## Start

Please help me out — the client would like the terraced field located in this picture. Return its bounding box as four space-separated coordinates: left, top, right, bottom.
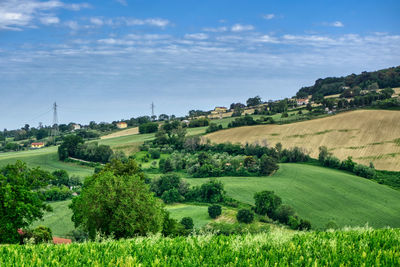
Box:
187 163 400 228
205 110 400 171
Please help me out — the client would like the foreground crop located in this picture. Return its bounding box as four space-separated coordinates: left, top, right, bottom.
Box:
0 229 400 266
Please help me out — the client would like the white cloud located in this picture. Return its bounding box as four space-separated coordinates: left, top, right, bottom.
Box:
231 24 254 32
0 0 89 30
263 14 275 20
203 26 228 32
185 33 208 40
39 17 60 25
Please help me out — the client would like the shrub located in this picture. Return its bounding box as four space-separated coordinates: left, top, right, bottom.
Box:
274 205 294 224
139 122 158 134
288 216 300 230
299 219 311 231
161 188 183 204
260 154 279 175
254 191 282 217
24 225 53 244
180 217 194 230
149 148 161 159
236 209 254 223
208 205 222 219
325 221 339 229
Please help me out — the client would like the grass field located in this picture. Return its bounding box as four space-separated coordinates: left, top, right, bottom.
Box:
187 163 400 228
31 200 211 237
205 110 400 171
0 229 400 266
0 147 93 177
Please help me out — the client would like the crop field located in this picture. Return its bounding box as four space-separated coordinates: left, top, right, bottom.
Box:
29 200 212 239
205 110 400 171
101 127 139 139
0 229 400 266
186 163 400 229
0 147 93 177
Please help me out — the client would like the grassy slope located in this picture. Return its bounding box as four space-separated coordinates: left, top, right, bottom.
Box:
0 147 93 177
206 110 400 171
32 200 211 237
187 164 400 228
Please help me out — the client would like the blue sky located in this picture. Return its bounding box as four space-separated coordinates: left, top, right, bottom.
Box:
0 0 400 129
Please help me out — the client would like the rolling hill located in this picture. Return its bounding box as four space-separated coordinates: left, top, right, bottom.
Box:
187 163 400 229
205 110 400 171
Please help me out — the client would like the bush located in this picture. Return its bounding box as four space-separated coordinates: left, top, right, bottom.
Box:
161 188 183 204
299 219 311 231
149 148 161 159
325 221 339 230
24 225 53 244
139 122 158 134
236 209 254 223
208 205 222 219
180 217 194 230
288 216 300 230
274 205 294 224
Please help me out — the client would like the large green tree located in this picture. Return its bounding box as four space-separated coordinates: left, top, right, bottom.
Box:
0 161 52 243
70 160 163 238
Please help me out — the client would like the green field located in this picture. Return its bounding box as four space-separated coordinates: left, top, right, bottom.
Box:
0 229 400 266
31 200 211 237
187 163 400 228
0 147 93 177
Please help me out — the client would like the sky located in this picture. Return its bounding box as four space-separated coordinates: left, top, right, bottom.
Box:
0 0 400 129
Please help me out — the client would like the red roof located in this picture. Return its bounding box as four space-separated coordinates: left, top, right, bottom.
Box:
53 236 72 245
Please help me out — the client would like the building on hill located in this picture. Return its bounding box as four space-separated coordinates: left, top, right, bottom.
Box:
31 142 44 149
72 124 81 131
117 121 128 129
296 98 309 106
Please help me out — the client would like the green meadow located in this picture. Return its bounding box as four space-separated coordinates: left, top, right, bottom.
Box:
186 163 400 228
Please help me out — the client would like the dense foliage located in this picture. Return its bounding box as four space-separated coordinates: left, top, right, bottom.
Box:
0 229 400 266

## End

→ **Required work**
Copy out all of the records again, swapping "the client" for "the customer" wherever it occurs and changing nothing else. Omit the pictures from your copy.

→ **Output**
Please help me out — the customer would like the terraced field located in this picture. Return its bounding box as four space-separated coordinates: left, top, right, bottom.
Box:
187 163 400 228
205 110 400 171
Please help me out — the customer would like the foreground crop located in this picture. Return its bounding box as four space-separated coordinates: left, top, right, bottom.
Box:
0 229 400 266
Please help me out — the customer would like the white cloud located in this picture. Return its bounding box as four space-separated coordinates: left, top, right, bottom.
Box:
231 24 254 32
0 0 89 30
263 14 275 20
203 26 228 32
185 33 208 40
39 17 60 25
Please help me out — the customer would like the shrub located in this picture. Return its bounding box as four space-separated coordinates: left, top, right, bottom.
Box:
274 205 294 224
139 122 158 134
288 216 300 230
299 219 311 231
161 188 183 204
260 154 279 175
254 191 282 217
24 225 53 244
180 217 194 230
149 148 161 159
236 209 254 223
208 205 222 219
325 221 339 229
Please help me out — the customer would like the grass field located in this picture. Return its bounding box as four space-separated coordinates: left, top, right, bottom.
Box:
187 163 400 228
31 200 211 237
205 110 400 171
0 229 400 266
0 147 93 177
Please help me out — the customer would like the crop field located in this picture. Return its bounding box as four space-separated coordinates: left, top, right, bottom.
Box:
29 200 212 239
205 110 400 171
101 127 139 139
0 229 400 266
186 163 400 229
0 147 93 177
Please help me out — the customer would like the grassy slope located in this picture. Return its bounding box as four space-separated coordinates: left, top, right, bottom.
Box:
0 147 93 177
206 110 400 171
32 200 211 237
187 164 400 228
Please help me out — the customer would like the blue sky located in this picture. Return its bounding box as four space-separated coordinates: left, top, right, bottom.
Box:
0 0 400 129
Please help me out — the customer would like the rolling hill located in this picture. Return its bounding box as four space-separated coordinates: left, top, right, bottom.
Box:
187 163 400 229
205 110 400 171
Please help me out — the customer would like the bush located in this picture. Return its bounding box as four space-separated coordinates: left, top, right, bottom.
Box:
161 188 183 204
299 219 311 231
149 148 161 159
325 221 339 230
24 225 53 244
139 122 158 134
236 209 254 223
208 205 222 219
180 217 194 230
288 216 300 230
274 205 294 224
Please help me out — the customer would like the large green tree located in this picture. Return its bounding box as four space-separated coordinates: left, top, right, bottom.
Box:
0 161 52 243
70 160 163 238
Please help me out — the customer would like the green field located in this picture. Return its bounding box as four space-separated coordinates: left, top, right, bottom.
Box:
0 229 400 266
31 200 211 237
187 163 400 228
0 147 93 177
Please help me out — the customer would like the sky located in this picture. Return its bounding box as four space-separated coordinates: left, top, right, bottom.
Box:
0 0 400 129
Please help me out — the customer would like the red roof located in this picture. Return its bounding box as four space-separated coordinates: left, top, right, bottom.
Box:
53 236 72 245
Please help me out — the customer would like the building on hill located in this picture. Return its bounding box as four space-separated coordinates: left, top, right, bottom.
Box:
31 142 44 149
72 124 81 131
117 121 128 129
296 98 309 106
Please help me out — the customer would like the green meadow located in this picture. Return its bounding box as four space-separated coordinates: left, top, right, bottom.
Box:
186 163 400 228
Please help me out — the customer would like the dense foliage located in this picture. Return its bounding box as four space-separated coordinates: left, top, right, bottom.
Box:
0 229 400 266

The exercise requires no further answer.